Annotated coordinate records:
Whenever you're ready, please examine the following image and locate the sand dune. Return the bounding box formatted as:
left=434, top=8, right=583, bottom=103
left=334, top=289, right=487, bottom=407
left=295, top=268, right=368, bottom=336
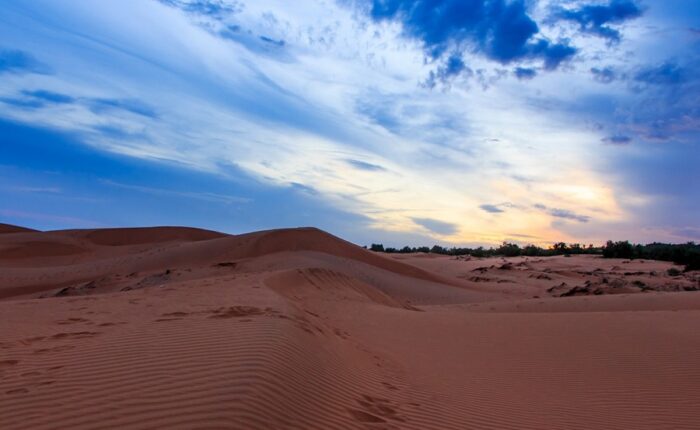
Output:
left=0, top=226, right=700, bottom=429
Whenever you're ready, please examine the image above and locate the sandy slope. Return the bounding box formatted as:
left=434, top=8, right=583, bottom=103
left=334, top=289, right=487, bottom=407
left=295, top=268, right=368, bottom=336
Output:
left=0, top=228, right=700, bottom=429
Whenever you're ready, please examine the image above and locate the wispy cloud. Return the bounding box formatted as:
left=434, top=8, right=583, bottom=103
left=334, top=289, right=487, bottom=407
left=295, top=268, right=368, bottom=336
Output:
left=412, top=218, right=459, bottom=236
left=100, top=179, right=252, bottom=205
left=0, top=47, right=51, bottom=74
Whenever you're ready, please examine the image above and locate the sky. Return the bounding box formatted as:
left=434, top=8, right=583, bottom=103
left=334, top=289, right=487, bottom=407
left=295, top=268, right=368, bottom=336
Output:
left=0, top=0, right=700, bottom=246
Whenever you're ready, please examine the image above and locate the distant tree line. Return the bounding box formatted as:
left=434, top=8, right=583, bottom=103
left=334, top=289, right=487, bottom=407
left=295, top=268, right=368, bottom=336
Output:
left=369, top=240, right=700, bottom=270
left=603, top=240, right=700, bottom=271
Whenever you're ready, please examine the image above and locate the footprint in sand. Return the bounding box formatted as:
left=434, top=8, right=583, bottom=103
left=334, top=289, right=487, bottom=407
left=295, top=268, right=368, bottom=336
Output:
left=349, top=394, right=406, bottom=423
left=209, top=306, right=266, bottom=318
left=51, top=331, right=100, bottom=339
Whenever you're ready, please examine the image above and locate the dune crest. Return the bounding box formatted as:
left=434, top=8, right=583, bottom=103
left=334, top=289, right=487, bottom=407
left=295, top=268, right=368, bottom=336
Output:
left=0, top=226, right=700, bottom=429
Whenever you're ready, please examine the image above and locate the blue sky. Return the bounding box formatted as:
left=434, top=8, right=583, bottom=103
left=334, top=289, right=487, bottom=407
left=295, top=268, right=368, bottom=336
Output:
left=0, top=0, right=700, bottom=245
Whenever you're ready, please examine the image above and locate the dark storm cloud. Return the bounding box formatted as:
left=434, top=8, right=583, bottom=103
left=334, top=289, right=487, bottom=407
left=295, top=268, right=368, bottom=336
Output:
left=553, top=0, right=644, bottom=42
left=368, top=0, right=577, bottom=84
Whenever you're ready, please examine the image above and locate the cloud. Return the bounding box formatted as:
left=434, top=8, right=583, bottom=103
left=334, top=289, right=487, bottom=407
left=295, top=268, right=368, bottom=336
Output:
left=345, top=158, right=386, bottom=172
left=634, top=61, right=686, bottom=85
left=602, top=134, right=632, bottom=145
left=360, top=0, right=576, bottom=78
left=553, top=0, right=644, bottom=42
left=0, top=48, right=49, bottom=74
left=22, top=90, right=75, bottom=104
left=100, top=179, right=252, bottom=204
left=260, top=36, right=284, bottom=47
left=411, top=218, right=459, bottom=235
left=159, top=0, right=243, bottom=19
left=513, top=67, right=537, bottom=81
left=591, top=67, right=618, bottom=84
left=88, top=98, right=158, bottom=118
left=425, top=55, right=473, bottom=88
left=479, top=204, right=505, bottom=214
left=534, top=203, right=591, bottom=223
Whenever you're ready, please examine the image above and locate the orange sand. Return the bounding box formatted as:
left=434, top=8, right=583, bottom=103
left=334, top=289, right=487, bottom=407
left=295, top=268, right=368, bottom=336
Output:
left=0, top=225, right=700, bottom=430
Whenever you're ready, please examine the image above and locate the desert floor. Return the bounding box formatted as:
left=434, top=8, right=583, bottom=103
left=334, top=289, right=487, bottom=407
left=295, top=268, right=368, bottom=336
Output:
left=0, top=225, right=700, bottom=430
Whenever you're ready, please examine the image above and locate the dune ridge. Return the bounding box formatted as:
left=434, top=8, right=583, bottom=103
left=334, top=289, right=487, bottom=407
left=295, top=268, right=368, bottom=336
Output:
left=0, top=223, right=700, bottom=429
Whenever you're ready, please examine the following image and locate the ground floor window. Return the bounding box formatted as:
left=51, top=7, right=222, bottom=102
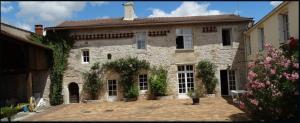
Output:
left=139, top=74, right=148, bottom=90
left=228, top=70, right=236, bottom=90
left=108, top=80, right=117, bottom=96
left=177, top=65, right=194, bottom=93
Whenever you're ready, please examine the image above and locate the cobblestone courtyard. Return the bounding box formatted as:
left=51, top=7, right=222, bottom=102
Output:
left=24, top=97, right=249, bottom=121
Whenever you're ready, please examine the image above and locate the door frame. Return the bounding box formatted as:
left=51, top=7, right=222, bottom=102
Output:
left=176, top=64, right=196, bottom=99
left=107, top=79, right=118, bottom=102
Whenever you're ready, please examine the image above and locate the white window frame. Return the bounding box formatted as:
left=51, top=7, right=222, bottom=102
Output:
left=81, top=49, right=91, bottom=64
left=177, top=64, right=196, bottom=98
left=136, top=32, right=147, bottom=50
left=258, top=28, right=265, bottom=51
left=138, top=74, right=149, bottom=93
left=245, top=35, right=251, bottom=55
left=221, top=27, right=233, bottom=47
left=227, top=70, right=237, bottom=92
left=176, top=28, right=194, bottom=50
left=281, top=13, right=290, bottom=42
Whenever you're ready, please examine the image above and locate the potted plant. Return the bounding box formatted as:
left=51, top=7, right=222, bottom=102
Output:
left=188, top=90, right=200, bottom=105
left=125, top=85, right=139, bottom=102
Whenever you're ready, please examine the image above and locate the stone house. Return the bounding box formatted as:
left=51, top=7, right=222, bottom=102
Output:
left=45, top=2, right=252, bottom=103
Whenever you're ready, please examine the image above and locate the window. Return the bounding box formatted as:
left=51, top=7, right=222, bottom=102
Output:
left=258, top=28, right=264, bottom=50
left=82, top=50, right=90, bottom=63
left=139, top=74, right=148, bottom=90
left=246, top=36, right=251, bottom=55
left=228, top=70, right=236, bottom=90
left=136, top=32, right=146, bottom=49
left=108, top=80, right=117, bottom=96
left=282, top=14, right=290, bottom=41
left=222, top=29, right=231, bottom=46
left=177, top=65, right=194, bottom=93
left=176, top=29, right=193, bottom=49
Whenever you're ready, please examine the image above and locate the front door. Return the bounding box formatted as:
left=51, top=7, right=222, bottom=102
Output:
left=220, top=70, right=228, bottom=95
left=107, top=80, right=118, bottom=102
left=177, top=65, right=194, bottom=99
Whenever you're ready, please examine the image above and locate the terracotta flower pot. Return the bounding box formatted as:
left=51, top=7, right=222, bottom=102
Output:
left=193, top=98, right=200, bottom=105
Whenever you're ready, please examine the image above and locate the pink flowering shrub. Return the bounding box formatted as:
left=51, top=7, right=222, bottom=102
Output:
left=240, top=37, right=299, bottom=120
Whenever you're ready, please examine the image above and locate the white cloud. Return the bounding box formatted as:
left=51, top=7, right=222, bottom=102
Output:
left=90, top=1, right=108, bottom=6
left=270, top=1, right=282, bottom=7
left=1, top=1, right=14, bottom=13
left=17, top=1, right=86, bottom=26
left=149, top=2, right=223, bottom=17
left=16, top=23, right=33, bottom=32
left=97, top=16, right=109, bottom=19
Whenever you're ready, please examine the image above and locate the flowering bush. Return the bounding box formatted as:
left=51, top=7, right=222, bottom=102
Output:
left=240, top=37, right=299, bottom=120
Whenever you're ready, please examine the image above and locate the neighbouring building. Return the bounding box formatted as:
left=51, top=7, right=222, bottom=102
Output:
left=45, top=2, right=253, bottom=103
left=0, top=22, right=52, bottom=107
left=245, top=1, right=299, bottom=61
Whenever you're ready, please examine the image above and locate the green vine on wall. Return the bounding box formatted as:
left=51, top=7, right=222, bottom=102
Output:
left=83, top=62, right=103, bottom=100
left=103, top=57, right=150, bottom=98
left=32, top=31, right=74, bottom=105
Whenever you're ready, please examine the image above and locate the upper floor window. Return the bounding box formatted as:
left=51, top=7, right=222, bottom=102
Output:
left=222, top=29, right=231, bottom=46
left=176, top=29, right=193, bottom=49
left=258, top=28, right=265, bottom=50
left=136, top=32, right=146, bottom=49
left=245, top=36, right=251, bottom=55
left=81, top=50, right=90, bottom=64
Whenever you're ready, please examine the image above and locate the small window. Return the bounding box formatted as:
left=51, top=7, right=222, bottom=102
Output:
left=258, top=28, right=265, bottom=50
left=82, top=50, right=90, bottom=63
left=246, top=36, right=251, bottom=55
left=282, top=14, right=290, bottom=41
left=228, top=70, right=236, bottom=90
left=176, top=29, right=193, bottom=49
left=136, top=32, right=146, bottom=49
left=107, top=53, right=111, bottom=59
left=139, top=74, right=148, bottom=90
left=222, top=29, right=231, bottom=46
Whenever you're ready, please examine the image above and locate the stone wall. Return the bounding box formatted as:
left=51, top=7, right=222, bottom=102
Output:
left=63, top=23, right=247, bottom=103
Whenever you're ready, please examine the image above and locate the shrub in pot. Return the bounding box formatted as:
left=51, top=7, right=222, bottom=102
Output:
left=125, top=85, right=139, bottom=101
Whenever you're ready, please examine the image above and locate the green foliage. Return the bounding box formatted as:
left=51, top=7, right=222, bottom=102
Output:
left=103, top=57, right=150, bottom=98
left=32, top=31, right=74, bottom=105
left=0, top=106, right=18, bottom=119
left=197, top=60, right=218, bottom=94
left=149, top=66, right=168, bottom=96
left=83, top=63, right=102, bottom=100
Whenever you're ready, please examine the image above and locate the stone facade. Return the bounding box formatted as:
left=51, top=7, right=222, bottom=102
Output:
left=63, top=22, right=247, bottom=103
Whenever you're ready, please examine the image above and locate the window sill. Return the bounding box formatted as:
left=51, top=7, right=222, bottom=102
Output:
left=175, top=49, right=194, bottom=53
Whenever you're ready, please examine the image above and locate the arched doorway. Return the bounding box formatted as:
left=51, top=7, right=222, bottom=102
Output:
left=68, top=82, right=79, bottom=103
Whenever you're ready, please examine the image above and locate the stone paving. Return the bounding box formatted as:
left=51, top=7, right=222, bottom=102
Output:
left=23, top=97, right=249, bottom=121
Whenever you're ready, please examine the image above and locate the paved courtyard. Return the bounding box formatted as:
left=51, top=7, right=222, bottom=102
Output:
left=24, top=97, right=249, bottom=121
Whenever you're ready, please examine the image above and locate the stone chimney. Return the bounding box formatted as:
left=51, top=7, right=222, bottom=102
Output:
left=123, top=2, right=135, bottom=20
left=34, top=24, right=43, bottom=36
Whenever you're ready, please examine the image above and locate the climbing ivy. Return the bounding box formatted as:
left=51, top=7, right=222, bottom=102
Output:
left=32, top=31, right=74, bottom=105
left=103, top=57, right=150, bottom=98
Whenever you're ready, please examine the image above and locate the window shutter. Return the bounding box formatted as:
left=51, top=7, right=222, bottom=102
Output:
left=278, top=14, right=284, bottom=44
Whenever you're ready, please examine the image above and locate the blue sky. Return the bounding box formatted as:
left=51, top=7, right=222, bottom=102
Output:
left=1, top=1, right=280, bottom=31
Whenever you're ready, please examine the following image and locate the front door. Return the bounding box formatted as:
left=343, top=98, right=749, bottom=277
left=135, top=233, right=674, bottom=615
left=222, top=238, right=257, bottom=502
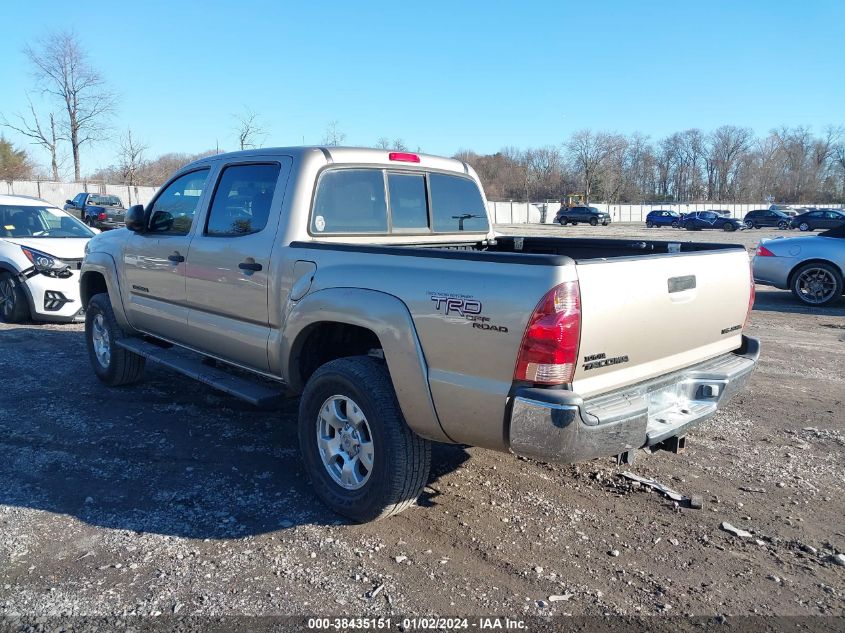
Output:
left=121, top=168, right=209, bottom=343
left=186, top=157, right=292, bottom=371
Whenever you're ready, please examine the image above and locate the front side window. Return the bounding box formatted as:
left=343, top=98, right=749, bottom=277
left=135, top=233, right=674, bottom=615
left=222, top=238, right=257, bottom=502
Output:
left=311, top=169, right=387, bottom=233
left=428, top=174, right=490, bottom=233
left=205, top=163, right=281, bottom=236
left=149, top=169, right=208, bottom=235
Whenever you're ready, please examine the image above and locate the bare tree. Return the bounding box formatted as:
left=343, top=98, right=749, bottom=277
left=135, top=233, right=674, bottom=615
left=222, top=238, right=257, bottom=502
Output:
left=119, top=128, right=148, bottom=187
left=232, top=108, right=267, bottom=150
left=323, top=121, right=346, bottom=147
left=24, top=31, right=115, bottom=180
left=566, top=130, right=625, bottom=203
left=0, top=96, right=59, bottom=181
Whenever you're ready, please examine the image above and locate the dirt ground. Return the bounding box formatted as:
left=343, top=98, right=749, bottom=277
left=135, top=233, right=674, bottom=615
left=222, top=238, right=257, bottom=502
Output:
left=0, top=225, right=845, bottom=616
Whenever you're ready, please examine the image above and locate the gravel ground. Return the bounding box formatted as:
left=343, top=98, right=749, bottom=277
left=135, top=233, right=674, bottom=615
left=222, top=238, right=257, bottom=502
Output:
left=0, top=225, right=845, bottom=616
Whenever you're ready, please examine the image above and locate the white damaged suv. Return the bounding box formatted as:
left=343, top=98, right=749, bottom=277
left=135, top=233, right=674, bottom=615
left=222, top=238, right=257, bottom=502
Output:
left=0, top=195, right=97, bottom=323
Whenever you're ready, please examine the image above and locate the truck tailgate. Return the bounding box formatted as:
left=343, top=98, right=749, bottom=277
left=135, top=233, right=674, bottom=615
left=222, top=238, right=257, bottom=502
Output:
left=573, top=248, right=751, bottom=397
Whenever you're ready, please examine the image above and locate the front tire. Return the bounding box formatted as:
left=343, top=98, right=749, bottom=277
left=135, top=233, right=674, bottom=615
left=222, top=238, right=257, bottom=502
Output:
left=85, top=292, right=146, bottom=387
left=0, top=273, right=30, bottom=323
left=299, top=356, right=431, bottom=523
left=790, top=262, right=843, bottom=307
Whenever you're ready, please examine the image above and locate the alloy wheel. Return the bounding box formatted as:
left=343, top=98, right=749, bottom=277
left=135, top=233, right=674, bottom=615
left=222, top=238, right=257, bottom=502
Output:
left=91, top=314, right=111, bottom=369
left=317, top=395, right=375, bottom=490
left=795, top=267, right=836, bottom=303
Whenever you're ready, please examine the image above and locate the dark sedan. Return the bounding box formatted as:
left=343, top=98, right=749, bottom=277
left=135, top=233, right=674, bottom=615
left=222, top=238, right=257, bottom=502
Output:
left=681, top=211, right=745, bottom=231
left=645, top=209, right=681, bottom=229
left=555, top=207, right=610, bottom=226
left=743, top=209, right=792, bottom=229
left=789, top=209, right=845, bottom=232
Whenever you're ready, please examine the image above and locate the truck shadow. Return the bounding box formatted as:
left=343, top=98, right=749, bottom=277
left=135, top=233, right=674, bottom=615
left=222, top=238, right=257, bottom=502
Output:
left=754, top=286, right=845, bottom=317
left=0, top=326, right=469, bottom=539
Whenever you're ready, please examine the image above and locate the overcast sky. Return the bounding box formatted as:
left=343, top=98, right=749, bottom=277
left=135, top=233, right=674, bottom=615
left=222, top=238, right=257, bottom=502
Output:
left=0, top=0, right=845, bottom=173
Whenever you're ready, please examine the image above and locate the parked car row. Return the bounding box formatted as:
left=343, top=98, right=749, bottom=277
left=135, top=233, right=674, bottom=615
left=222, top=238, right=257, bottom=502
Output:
left=645, top=209, right=845, bottom=232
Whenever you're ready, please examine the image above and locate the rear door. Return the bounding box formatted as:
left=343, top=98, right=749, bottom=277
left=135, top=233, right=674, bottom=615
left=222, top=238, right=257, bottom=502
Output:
left=121, top=168, right=209, bottom=343
left=573, top=248, right=750, bottom=395
left=186, top=157, right=292, bottom=371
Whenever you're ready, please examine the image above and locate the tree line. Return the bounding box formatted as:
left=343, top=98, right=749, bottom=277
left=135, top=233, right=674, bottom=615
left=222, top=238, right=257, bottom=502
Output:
left=0, top=32, right=845, bottom=203
left=456, top=125, right=845, bottom=203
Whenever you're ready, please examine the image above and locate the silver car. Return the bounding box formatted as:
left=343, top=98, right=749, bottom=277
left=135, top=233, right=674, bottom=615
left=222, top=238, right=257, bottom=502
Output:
left=752, top=226, right=845, bottom=306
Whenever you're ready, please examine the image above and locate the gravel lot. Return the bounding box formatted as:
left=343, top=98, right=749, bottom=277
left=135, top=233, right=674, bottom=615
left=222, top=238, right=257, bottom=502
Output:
left=0, top=225, right=845, bottom=616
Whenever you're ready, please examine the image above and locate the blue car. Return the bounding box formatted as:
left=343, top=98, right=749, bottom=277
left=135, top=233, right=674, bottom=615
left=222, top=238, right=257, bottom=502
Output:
left=645, top=209, right=681, bottom=229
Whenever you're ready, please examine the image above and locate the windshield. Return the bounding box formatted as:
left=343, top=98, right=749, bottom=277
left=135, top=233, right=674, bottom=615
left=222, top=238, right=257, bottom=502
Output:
left=88, top=194, right=123, bottom=207
left=0, top=205, right=94, bottom=238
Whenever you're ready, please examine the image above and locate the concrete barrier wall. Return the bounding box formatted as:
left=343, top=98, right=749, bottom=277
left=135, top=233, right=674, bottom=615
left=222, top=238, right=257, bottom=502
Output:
left=0, top=180, right=158, bottom=209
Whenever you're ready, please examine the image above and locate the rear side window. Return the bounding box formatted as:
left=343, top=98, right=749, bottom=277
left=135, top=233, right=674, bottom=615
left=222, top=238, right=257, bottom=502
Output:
left=428, top=174, right=490, bottom=233
left=311, top=169, right=489, bottom=234
left=387, top=174, right=428, bottom=230
left=311, top=169, right=387, bottom=233
left=205, top=163, right=281, bottom=237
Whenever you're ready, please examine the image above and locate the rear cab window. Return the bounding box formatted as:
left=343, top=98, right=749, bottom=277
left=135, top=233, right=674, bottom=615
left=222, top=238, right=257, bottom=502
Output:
left=309, top=168, right=489, bottom=235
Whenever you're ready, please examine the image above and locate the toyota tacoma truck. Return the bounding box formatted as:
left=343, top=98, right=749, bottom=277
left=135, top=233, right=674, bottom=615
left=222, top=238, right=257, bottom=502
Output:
left=80, top=147, right=759, bottom=522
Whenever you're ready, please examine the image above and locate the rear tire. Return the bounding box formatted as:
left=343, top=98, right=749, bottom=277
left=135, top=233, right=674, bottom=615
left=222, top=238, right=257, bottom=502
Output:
left=789, top=262, right=843, bottom=307
left=85, top=292, right=146, bottom=387
left=299, top=356, right=431, bottom=523
left=0, top=272, right=30, bottom=323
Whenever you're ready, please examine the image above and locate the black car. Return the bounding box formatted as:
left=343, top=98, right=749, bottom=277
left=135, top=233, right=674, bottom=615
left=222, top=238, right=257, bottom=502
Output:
left=789, top=209, right=845, bottom=231
left=64, top=193, right=126, bottom=231
left=681, top=211, right=745, bottom=231
left=555, top=207, right=610, bottom=226
left=742, top=209, right=792, bottom=229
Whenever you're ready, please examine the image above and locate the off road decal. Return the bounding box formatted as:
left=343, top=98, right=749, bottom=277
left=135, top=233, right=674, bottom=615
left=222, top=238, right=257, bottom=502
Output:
left=582, top=352, right=628, bottom=371
left=428, top=292, right=508, bottom=334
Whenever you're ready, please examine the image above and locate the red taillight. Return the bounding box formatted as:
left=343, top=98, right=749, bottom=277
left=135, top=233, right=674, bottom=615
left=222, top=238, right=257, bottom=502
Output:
left=514, top=281, right=581, bottom=385
left=387, top=152, right=420, bottom=163
left=742, top=262, right=760, bottom=330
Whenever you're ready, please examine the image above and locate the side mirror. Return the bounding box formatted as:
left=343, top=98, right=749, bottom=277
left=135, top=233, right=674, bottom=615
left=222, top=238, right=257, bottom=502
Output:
left=150, top=211, right=175, bottom=233
left=124, top=204, right=147, bottom=233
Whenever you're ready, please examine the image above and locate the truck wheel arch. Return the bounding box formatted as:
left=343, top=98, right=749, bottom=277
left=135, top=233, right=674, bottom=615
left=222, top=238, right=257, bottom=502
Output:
left=280, top=288, right=451, bottom=442
left=79, top=253, right=136, bottom=334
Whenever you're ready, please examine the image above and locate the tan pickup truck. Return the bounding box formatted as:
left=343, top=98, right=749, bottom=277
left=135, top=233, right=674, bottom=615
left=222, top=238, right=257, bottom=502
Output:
left=80, top=147, right=759, bottom=521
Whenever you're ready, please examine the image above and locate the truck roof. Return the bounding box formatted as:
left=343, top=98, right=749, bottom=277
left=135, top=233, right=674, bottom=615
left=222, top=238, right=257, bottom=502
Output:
left=184, top=145, right=474, bottom=174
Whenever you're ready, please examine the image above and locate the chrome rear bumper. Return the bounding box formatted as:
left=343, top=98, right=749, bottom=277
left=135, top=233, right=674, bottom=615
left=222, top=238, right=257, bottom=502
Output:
left=509, top=336, right=760, bottom=463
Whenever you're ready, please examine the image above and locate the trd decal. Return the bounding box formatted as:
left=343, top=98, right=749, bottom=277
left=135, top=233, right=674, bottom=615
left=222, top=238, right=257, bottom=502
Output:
left=428, top=292, right=508, bottom=334
left=583, top=353, right=628, bottom=371
left=431, top=295, right=481, bottom=316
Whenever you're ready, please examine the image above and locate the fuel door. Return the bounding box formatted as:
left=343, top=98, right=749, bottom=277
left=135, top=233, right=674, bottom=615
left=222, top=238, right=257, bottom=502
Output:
left=290, top=260, right=317, bottom=301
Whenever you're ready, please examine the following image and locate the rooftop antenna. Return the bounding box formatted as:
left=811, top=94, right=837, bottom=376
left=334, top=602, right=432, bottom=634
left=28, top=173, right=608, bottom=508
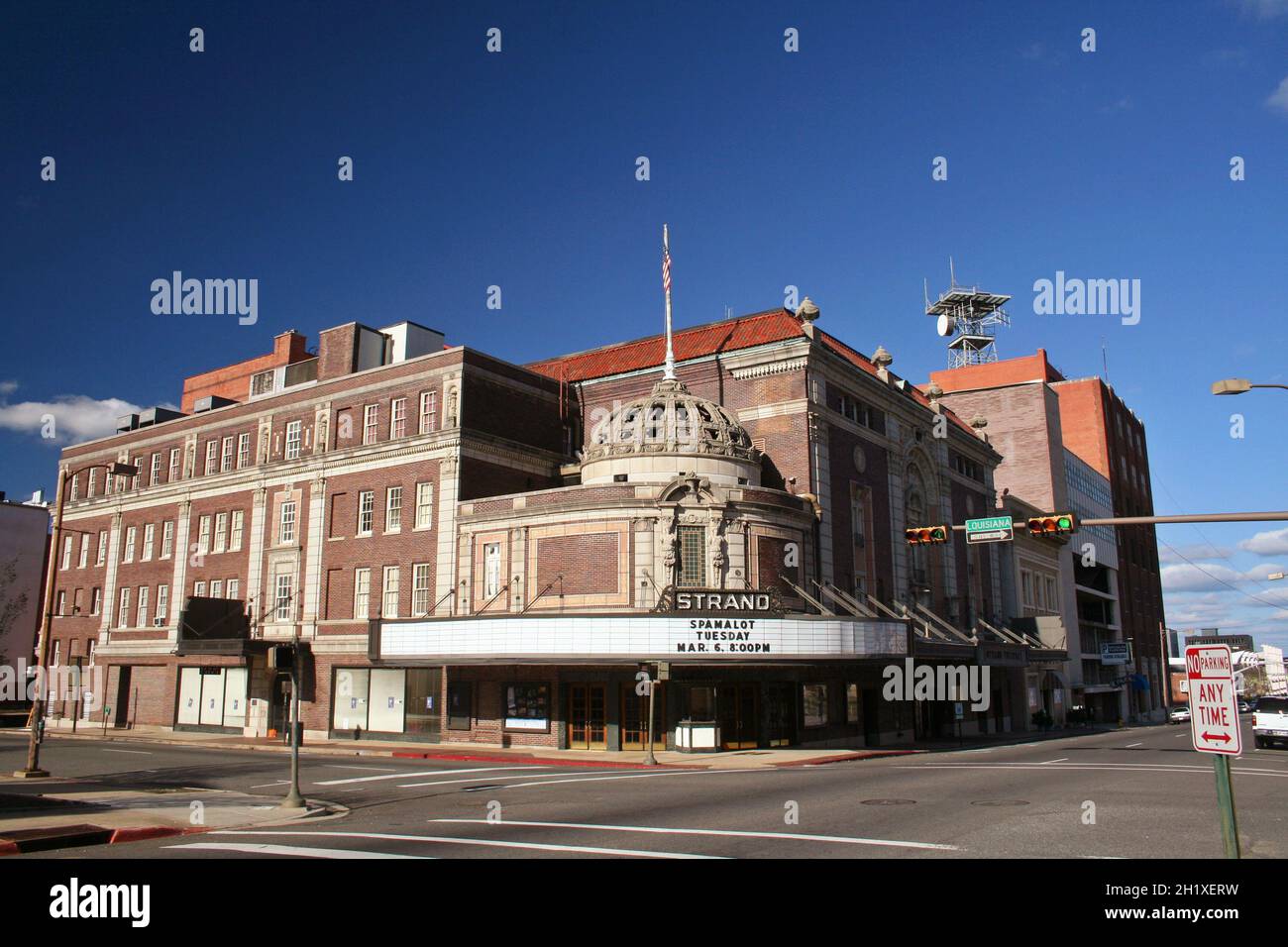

EXERCISE DETAILS: Quote the rows from the line with "locate the arched" to the line with "left=1, top=1, right=280, bottom=31", keeping every line identical.

RESPONSE TO THE TASK:
Whenever you're ready, please examine the image above and locate the arched doorway. Return the bounding box formatted as:
left=51, top=7, right=222, bottom=102
Output:
left=68, top=82, right=79, bottom=103
Whenever you're ready, please examine the image above and locate the stone paving. Return the bounding box formatted as:
left=51, top=7, right=222, bottom=102
Output:
left=23, top=97, right=249, bottom=121
Whenever you're ready, please examine the image above and locate the paved courtyard. Return the bounding box formatted as:
left=51, top=7, right=222, bottom=102
Output:
left=24, top=97, right=249, bottom=121
Whenever you're ready, please examine the image above and locate the stone chimney. Return the bounding box formatted as:
left=51, top=7, right=222, bottom=102
Output:
left=123, top=2, right=135, bottom=20
left=34, top=24, right=43, bottom=36
Whenever you're ready, please examine the image above and locate the climbing ivy. Return the bounding box formatted as:
left=51, top=7, right=222, bottom=102
Output:
left=32, top=31, right=74, bottom=105
left=103, top=57, right=150, bottom=98
Whenever you're ready, please examine the image above and locate the window shutter. Return the bounding box formatted as:
left=51, top=7, right=222, bottom=102
Output:
left=278, top=14, right=284, bottom=44
Whenever you're ready, please examine the image above and locate the blue sky. Return the bounding box formatted as:
left=51, top=7, right=222, bottom=102
Output:
left=1, top=1, right=280, bottom=31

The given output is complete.